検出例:

##############################

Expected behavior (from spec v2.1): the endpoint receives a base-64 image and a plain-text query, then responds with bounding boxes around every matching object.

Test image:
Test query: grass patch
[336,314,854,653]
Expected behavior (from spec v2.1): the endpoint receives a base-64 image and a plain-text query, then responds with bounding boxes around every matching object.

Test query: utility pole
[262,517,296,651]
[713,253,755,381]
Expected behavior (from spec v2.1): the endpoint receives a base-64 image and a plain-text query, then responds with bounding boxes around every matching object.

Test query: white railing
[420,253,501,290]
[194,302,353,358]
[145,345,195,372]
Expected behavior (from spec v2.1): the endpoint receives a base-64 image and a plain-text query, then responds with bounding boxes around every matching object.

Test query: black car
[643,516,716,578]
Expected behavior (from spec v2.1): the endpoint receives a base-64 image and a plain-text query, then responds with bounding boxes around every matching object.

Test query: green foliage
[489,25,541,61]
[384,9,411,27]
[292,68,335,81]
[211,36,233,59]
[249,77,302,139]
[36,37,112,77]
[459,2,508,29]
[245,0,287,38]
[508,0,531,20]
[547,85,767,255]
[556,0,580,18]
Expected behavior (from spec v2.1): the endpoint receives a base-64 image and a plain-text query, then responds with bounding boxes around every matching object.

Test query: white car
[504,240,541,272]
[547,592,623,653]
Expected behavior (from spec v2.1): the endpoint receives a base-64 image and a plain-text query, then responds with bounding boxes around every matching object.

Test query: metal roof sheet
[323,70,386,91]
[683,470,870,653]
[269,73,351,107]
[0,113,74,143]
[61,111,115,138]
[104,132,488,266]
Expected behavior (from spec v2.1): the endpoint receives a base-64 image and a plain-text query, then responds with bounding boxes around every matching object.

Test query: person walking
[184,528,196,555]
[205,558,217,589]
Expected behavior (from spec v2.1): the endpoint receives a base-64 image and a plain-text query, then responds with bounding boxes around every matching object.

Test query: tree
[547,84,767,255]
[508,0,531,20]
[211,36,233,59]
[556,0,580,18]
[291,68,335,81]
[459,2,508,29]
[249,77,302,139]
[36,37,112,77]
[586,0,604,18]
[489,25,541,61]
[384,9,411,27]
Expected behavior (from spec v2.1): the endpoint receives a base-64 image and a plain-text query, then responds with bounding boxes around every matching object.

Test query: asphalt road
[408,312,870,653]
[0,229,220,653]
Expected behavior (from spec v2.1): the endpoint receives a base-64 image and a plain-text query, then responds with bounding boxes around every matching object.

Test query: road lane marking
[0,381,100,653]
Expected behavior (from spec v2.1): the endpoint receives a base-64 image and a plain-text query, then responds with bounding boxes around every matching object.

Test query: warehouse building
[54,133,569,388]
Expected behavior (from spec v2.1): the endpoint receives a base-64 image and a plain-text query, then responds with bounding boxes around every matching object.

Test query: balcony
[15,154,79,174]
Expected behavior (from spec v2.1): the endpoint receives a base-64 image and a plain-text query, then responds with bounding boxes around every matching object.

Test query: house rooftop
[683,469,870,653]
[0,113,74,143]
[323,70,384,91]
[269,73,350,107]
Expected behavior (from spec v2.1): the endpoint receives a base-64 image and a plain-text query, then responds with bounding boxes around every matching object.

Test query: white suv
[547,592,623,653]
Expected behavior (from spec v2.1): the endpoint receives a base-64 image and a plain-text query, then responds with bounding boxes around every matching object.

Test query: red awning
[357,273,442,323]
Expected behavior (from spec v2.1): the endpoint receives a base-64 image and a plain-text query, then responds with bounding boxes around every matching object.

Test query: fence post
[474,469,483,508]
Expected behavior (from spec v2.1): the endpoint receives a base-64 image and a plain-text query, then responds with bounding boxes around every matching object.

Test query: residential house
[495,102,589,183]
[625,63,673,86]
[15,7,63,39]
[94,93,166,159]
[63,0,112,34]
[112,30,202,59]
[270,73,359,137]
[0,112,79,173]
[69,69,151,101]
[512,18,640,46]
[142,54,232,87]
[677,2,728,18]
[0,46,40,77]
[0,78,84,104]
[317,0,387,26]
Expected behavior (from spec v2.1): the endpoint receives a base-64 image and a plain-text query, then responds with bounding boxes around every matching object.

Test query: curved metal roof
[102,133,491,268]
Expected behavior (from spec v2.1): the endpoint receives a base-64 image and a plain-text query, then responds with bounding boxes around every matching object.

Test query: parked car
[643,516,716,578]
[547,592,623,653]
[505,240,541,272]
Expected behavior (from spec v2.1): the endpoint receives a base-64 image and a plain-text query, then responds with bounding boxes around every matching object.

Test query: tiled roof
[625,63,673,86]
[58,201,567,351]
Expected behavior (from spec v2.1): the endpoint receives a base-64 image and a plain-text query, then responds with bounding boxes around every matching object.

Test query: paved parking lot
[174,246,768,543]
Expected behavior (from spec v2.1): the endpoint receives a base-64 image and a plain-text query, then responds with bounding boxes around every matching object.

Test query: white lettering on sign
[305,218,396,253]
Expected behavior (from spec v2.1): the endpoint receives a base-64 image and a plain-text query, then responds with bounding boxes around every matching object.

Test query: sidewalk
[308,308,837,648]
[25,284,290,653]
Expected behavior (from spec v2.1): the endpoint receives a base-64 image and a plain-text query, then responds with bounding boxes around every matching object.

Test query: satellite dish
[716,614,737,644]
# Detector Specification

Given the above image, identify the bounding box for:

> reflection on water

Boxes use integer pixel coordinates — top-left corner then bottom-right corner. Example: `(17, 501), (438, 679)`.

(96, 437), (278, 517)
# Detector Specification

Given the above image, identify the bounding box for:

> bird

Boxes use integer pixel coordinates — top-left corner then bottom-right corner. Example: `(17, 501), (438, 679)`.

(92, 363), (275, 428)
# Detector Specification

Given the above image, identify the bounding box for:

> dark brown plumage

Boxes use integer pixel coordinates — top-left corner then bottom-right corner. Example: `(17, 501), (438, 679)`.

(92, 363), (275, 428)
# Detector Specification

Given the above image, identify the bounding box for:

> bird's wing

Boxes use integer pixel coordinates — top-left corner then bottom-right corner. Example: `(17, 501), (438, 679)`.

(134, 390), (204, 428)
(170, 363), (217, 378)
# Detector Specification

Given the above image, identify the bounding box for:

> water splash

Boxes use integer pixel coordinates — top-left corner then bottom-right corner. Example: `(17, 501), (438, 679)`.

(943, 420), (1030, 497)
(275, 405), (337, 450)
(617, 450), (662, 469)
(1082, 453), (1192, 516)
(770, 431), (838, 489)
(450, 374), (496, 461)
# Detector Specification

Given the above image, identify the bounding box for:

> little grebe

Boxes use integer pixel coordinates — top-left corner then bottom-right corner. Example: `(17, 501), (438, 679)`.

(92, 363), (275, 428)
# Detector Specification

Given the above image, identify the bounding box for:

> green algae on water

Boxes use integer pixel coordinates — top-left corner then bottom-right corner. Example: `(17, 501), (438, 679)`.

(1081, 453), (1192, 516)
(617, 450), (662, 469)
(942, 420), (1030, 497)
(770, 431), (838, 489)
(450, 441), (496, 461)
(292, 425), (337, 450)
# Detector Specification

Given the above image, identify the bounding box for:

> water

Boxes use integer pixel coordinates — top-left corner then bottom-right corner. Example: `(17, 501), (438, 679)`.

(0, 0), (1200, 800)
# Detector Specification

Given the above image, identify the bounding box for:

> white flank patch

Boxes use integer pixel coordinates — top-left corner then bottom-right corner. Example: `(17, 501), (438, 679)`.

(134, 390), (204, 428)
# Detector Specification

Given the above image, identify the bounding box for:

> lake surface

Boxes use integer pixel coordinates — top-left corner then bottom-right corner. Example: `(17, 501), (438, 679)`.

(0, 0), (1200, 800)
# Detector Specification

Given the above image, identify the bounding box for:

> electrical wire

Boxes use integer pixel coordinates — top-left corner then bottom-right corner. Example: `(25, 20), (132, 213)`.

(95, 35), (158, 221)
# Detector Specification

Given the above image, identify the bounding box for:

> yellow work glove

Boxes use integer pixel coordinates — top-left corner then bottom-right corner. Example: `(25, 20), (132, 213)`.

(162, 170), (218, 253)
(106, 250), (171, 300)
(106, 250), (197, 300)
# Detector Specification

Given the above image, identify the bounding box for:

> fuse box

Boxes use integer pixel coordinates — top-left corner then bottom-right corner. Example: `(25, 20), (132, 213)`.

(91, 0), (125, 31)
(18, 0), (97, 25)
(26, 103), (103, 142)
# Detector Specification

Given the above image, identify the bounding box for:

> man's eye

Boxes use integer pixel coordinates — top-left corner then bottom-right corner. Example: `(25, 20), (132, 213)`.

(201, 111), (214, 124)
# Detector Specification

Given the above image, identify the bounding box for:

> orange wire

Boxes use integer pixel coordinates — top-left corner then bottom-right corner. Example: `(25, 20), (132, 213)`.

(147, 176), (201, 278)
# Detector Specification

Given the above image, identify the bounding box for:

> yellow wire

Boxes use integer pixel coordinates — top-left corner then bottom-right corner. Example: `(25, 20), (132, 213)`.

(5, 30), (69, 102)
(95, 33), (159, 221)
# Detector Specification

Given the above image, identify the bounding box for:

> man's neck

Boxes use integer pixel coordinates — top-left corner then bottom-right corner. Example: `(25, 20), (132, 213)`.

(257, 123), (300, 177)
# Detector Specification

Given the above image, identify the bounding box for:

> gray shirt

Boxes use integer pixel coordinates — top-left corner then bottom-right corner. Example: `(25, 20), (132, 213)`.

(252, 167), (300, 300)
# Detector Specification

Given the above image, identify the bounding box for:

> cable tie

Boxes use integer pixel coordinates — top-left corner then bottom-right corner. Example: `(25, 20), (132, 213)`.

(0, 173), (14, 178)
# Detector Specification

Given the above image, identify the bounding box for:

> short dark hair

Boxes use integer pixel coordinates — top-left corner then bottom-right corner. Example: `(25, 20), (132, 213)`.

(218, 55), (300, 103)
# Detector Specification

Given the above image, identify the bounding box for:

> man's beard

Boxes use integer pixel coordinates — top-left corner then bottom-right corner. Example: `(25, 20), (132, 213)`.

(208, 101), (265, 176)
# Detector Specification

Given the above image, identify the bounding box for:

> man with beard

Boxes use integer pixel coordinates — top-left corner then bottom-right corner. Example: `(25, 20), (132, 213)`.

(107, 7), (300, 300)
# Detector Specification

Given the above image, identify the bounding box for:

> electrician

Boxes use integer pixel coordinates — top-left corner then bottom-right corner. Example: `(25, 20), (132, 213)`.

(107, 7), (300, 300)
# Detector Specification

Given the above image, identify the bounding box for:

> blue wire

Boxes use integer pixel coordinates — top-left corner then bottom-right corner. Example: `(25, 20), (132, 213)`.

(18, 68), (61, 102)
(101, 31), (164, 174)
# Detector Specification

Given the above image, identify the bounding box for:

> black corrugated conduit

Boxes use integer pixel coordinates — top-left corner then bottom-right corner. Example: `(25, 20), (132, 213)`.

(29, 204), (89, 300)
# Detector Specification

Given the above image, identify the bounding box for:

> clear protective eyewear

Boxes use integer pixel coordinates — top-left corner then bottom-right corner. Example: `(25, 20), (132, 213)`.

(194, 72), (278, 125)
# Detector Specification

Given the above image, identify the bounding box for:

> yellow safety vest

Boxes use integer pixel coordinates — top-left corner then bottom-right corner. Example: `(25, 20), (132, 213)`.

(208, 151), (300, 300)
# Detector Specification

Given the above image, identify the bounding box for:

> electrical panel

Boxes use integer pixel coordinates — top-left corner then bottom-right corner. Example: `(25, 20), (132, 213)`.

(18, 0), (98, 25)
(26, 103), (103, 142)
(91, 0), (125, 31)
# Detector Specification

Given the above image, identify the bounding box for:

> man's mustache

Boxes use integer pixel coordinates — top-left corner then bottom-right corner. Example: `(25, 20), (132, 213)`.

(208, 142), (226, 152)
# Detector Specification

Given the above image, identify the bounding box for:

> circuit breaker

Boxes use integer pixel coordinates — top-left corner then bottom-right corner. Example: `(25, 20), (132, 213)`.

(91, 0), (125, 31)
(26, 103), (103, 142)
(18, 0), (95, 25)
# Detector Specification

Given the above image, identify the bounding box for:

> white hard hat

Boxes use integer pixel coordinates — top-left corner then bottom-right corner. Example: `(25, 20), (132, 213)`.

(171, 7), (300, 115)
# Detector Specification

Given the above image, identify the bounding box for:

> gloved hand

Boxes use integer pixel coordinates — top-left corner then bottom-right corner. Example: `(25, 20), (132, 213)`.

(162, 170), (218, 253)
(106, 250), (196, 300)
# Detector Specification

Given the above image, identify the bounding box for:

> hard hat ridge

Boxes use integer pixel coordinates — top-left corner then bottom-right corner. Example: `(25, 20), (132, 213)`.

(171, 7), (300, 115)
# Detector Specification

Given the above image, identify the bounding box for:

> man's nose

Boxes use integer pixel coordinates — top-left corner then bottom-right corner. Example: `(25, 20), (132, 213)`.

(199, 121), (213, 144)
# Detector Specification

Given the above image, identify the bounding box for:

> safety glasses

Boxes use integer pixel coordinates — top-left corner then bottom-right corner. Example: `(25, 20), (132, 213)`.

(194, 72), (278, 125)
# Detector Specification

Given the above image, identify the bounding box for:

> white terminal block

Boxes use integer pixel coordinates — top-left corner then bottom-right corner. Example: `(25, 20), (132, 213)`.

##############################

課題: エントリの先頭から「[205,558,217,589]」を含む行まで（両端を含む）の全行を、解答以外の行も含めてもう一度書き出してください。その際、解答にあるバウンディングボックス座標の数値はすべて0.85倍に縮小し、整数に四捨五入してください（0.5は切り上げ）。

解答:
Expected behavior (from spec v2.1): the endpoint receives a base-64 image and a plain-text query, then responds with bounding boxes around every matching object.

Test image:
Test query: grass patch
[286,267,726,555]
Expected behavior (from spec v2.1): the endpoint receives a base-64 image and a plain-text query, then responds with bounding boxes around every matching object.

Test query: utility pole
[223,439,252,553]
[606,215,642,324]
Expected behavior (from spec v2.1): the endpoint receives a base-64 image and a plain-text query, then responds with bounding boxes around every matching object.

Test query: white railing
[357,215,426,247]
[165,257,300,304]
[123,293,166,316]
Expected behavior (from spec v2.1): the endpoint receives a base-64 image and a plain-text query, then responds with bounding boxes around every matching object.

Test query: black car
[547,439,609,491]
Expected behavior (from spec v2.1): the endpoint receives a base-64 image and a plain-text query, then responds with bounding boxes around every matching object.

Test query: green foliage
[416,21,460,52]
[326,8,349,23]
[248,58,285,69]
[179,31,198,50]
[212,65,257,118]
[31,31,95,65]
[390,2,432,25]
[208,0,244,32]
[432,0,451,17]
[465,72,652,217]
[473,0,493,15]
Expected behavior (from spec v2.1): the endpoint receives a base-64 image and a plain-text query, then responds with bounding boxes around every matching object.

Test query: white car
[428,204,460,231]
[465,503,530,555]
Expected behavior (from spec v2.1): the endpoint receives a base-64 image and a plain-text query, then responds with bounding boxes around every matching object.

Test query: metal roof sheet
[275,60,328,77]
[581,400,740,555]
[229,62,298,91]
[0,96,63,122]
[52,94,98,117]
[88,112,415,226]
Expected behavior (from spec v2.1): the endpoint receives a base-64 image and a plain-text query, then responds with bounding boxes around every matching object.

Test query: person walking
[156,449,167,472]
[174,474,184,501]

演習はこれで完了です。